• **What you should do**:
Copy out the entries exactly, from the first line to the last.

• **Provided entries**:
*** Begin section ***

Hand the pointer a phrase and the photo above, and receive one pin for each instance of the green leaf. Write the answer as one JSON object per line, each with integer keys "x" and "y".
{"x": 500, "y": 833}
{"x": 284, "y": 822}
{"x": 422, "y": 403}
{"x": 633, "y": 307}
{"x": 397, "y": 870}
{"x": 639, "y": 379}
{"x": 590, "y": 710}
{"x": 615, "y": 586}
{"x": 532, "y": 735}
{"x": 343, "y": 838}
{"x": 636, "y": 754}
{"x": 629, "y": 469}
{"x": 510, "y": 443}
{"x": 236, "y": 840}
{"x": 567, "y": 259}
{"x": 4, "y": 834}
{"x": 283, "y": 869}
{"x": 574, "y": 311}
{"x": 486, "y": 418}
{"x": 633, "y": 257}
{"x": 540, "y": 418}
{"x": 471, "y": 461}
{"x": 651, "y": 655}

*** End section ***

• **Solution**:
Hand the pointer a phrase and the photo above, and receive one pin for each instance of the green leaf. Write the answer as one JSON object per line, each with integer keys "x" and "y".
{"x": 500, "y": 833}
{"x": 284, "y": 822}
{"x": 422, "y": 403}
{"x": 633, "y": 307}
{"x": 397, "y": 870}
{"x": 639, "y": 379}
{"x": 590, "y": 710}
{"x": 615, "y": 586}
{"x": 532, "y": 735}
{"x": 343, "y": 838}
{"x": 636, "y": 754}
{"x": 629, "y": 469}
{"x": 510, "y": 443}
{"x": 236, "y": 840}
{"x": 567, "y": 259}
{"x": 4, "y": 834}
{"x": 283, "y": 869}
{"x": 574, "y": 311}
{"x": 486, "y": 418}
{"x": 633, "y": 257}
{"x": 540, "y": 418}
{"x": 471, "y": 461}
{"x": 651, "y": 655}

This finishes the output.